#### SOURCE TEXT

13

Is there a way to find the most common String in an ArrayList?

ArrayList<String> list = new ArrayList<>();
list.add("test");
list.add("test");
list.add("hello");
list.add("test");

Should find the word "test" from this list ["test","test","hello","test"]

Artifex404
  • 106
  • 7
EspenG
  • 537
  • 3
  • 10
  • 20

12 Answers12

16

Don't reinvent the wheel and use the frequency method of the Collections class:

public static int frequency(Collection<?> c, Object o)

Returns the number of elements in the specified collection equal to the specified object. More formally, returns the number of elements e in the collection such that (o == null ? e == null : o.equals(e)).

If you need to count the occurrences for all elements, use a Map and loop cleverly :) Or put your list in a Set and loop on each element of the set with the frequency method above. HTH

EDIT / Java 8: If you fancy a more functional, Java 8 one-liner solution with lambdas, try:

Map<String, Long> occurrences = 
  list.stream().collect(Collectors.groupingBy(w -> w, Collectors.counting()));
VH-NZZ
  • 5,248
  • 4
  • 31
  • 47
  • 1
    Instead of `w->w` use `Function.identity()` – Cemo Jul 27 '16 at 07:39
  • this doesn't return the frequency of each word within each String. It returns the most reoccurring String.. How can i adapt this to return the most frequent words that appear in an ArrayList of Strings – Metin Dagcilar May 04 '17 at 12:02
  • @Cemo I personally find `w -> w` less verbose in a language where more terseness wouldn't hurt much. Any strong argument in favor of `Function.identity()`? – VH-NZZ Oct 09 '17 at 08:21
11

In statistics, this is called the "mode". A vanilla Java 8 solution looks like this:

Stream.of("test","test","hello","test")
      .collect(Collectors.groupingBy(s -> s, Collectors.counting()))
      .entrySet()
      .stream()
      .max(Comparator.comparing(Entry::getValue))
      .ifPresent(System.out::println);

Which yields:

test=3

jOOλ is a library that supports mode() on streams. The following program:

System.out.println(
    Seq.of("test","test","hello","test")
       .mode()
);

Yields:

Optional[test]

(disclaimer: I work for the company behind jOOλ)

Lukas Eder
  • 211,314
  • 129
  • 689
  • 1,509
9

As per question, Specifically just to get word, not the number of times (i.e. value of key).

String mostRepeatedWord 
    = list.stream()
          .collect(Collectors.groupingBy(w -> w, Collectors.counting()))
          .entrySet()
          .stream()
          .max(Comparator.comparing(Entry::getValue))
          .get()
          .getKey();
ChandraBhan Singh
  • 2,841
  • 1
  • 22
  • 27
6

You can make a HashMap<String,Integer>. If the String already appears in the map, increment its key by one, otherwise, add it to the map.

########
#### DATA RECORDS

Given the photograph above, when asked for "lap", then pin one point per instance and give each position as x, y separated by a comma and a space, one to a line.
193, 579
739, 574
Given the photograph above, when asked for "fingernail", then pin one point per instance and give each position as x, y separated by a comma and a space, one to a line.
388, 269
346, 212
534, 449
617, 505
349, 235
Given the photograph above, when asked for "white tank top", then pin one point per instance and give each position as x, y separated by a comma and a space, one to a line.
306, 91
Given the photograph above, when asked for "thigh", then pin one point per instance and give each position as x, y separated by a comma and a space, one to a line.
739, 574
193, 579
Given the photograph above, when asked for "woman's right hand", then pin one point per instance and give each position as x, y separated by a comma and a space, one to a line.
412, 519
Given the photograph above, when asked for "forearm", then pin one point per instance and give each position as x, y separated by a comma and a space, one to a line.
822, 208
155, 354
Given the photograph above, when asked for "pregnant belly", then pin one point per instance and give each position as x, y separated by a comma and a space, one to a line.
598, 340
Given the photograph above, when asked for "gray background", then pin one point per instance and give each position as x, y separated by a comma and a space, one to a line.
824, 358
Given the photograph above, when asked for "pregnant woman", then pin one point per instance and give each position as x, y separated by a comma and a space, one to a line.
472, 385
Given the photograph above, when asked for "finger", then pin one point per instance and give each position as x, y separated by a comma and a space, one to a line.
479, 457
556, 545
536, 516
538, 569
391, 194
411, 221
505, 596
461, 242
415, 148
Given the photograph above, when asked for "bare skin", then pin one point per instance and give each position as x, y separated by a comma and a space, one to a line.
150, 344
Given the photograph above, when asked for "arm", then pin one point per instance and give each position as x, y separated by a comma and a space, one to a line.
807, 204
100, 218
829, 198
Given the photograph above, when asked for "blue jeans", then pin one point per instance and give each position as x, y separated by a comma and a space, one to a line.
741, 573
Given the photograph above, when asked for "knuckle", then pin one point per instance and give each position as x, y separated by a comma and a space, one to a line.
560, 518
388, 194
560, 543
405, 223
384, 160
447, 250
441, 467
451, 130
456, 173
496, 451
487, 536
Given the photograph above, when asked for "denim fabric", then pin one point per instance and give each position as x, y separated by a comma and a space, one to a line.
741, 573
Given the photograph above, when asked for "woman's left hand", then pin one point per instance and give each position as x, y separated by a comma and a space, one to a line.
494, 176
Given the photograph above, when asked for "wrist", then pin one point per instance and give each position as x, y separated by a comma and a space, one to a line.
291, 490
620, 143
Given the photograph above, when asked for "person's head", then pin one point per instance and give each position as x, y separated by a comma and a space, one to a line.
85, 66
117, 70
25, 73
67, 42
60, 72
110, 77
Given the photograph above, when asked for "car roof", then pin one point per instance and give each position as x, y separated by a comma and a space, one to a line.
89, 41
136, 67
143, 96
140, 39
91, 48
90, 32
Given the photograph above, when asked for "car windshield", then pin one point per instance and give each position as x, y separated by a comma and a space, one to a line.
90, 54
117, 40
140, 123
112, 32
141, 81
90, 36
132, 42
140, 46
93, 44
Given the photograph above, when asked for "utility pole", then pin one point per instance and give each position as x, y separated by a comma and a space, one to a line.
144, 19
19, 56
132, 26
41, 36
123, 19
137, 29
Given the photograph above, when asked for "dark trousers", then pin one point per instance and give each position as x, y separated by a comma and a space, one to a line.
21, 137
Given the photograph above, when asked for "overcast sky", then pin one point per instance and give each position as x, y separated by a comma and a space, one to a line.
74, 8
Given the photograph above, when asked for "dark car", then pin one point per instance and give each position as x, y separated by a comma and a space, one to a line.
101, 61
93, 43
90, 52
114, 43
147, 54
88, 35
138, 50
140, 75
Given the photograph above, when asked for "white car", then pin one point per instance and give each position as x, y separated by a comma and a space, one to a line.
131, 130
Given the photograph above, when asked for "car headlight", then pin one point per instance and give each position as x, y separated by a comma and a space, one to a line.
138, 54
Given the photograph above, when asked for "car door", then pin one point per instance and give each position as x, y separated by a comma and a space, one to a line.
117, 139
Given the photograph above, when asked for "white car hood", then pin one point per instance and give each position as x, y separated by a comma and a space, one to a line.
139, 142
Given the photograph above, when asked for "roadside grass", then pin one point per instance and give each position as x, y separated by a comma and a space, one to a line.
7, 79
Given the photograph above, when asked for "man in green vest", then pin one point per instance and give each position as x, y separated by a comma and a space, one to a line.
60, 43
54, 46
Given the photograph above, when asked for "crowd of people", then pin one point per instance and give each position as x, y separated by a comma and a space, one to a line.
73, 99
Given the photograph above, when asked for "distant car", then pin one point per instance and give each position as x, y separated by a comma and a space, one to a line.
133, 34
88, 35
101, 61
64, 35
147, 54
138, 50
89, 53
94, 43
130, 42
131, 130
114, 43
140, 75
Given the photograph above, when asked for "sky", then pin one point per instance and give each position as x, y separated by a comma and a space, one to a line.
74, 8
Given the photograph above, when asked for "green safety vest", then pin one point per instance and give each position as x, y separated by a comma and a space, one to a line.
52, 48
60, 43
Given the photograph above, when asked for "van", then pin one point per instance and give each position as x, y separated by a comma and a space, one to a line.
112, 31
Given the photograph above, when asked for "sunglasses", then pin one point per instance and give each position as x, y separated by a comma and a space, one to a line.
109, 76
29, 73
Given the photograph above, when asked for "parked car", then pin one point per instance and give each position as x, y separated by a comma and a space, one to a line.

########

PROBLEMS TO WORK ON:
1. List every date attached to a comment in the thread on finding the most common String in an ArrayList.
2. Continue the thread on finding the most common String in an ArrayList from the point where it stops.
The lines play no part in this exercise.

ANSWERS FOR THE EXERCISE:
1.
Jul 27 '16 at 07:39
May 04 '17 at 12:02
Oct 09 '17 at 08:21

2.
For example:

put("someValue", 1);

Then, assume it's "someValue" again, you can do:

put("someValue", get("someValue") + 1);

Since the key of "someValue" is 1, now when you put it, the key will be 2.

After that you can easily go through the map and extract the key that has the highest value.

I didn't write a full solution, try to construct one, if you have problems post it in another question. Best practice is to learn by yourself.

Maroun
  • 94,125
  • 30
  • 188
  • 241
2

I think the best way to do it is using maps containing counts.

Map<String, Integer> stringsCount = new HashMap<>();

And iterate over your array filling this map:

for(String s: list)
{
  Integer c = stringsCount.get(s);
  if(c == null) c = new Integer(0);
  c++;
  stringsCount.put(s,c);
}

Finally, you can get the most repeated element iterating over the map:

Map.Entry<String,Integer> mostRepeated = null;
for(Map.Entry<String, Integer> e: stringsCount.entrySet())
{
    if(mostRepeated == null || mostRepeated.getValue()<e.getValue())
        mostRepeated = e;
}

And show the most common string:

if(mostRepeated != null)
        System.out.println("Most common string: " + mostRepeated.getKey());
0

You could use a HashMap<String,Integer>. Looping through the array, you can check for each String if it is not already a Key of your HashMap, add it and set the value to 1, if it is, increase its value by 1.

Then you have a HashMap with all unique Strings and an associated number stating their amount in the array.

LionC
  • 3,106
  • 1
  • 22
  • 31
0

If somebody need to find most popular from usual String[] array (using Lists):

public String findPopular (String[] array) {
    List<String> list = Arrays.asList(array);
    Map<String, Integer> stringsCount = new HashMap<String, Integer>();
    for(String string: list)
    {
        if (string.length() > 0) {
            string = string.toLowerCase();
            Integer count = stringsCount.get(string);
            if(count == null) count = new Integer(0);
            count++;
            stringsCount.put(string,count);
        }
    }
    Map.Entry<String,Integer> mostRepeated = null;
    for(Map.Entry<String, Integer> e: stringsCount.entrySet())
    {
        if(mostRepeated == null || mostRepeated.getValue()<e.getValue())
            mostRepeated = e;
    }
    try {
        return mostRepeated.getKey();
    } catch (NullPointerException e) {
        System.out.println("Cannot find most popular value at the List. Maybe all strings are empty");
        return "";
    }

}
  • case non-sensitive
0

i know this takes more time to implement but you can use heap data structure by storing in the nodes the count and the string information

fatih tekin
  • 959
  • 10
  • 21
0

You can use Guava's Multiset:

ArrayList<String> names = ...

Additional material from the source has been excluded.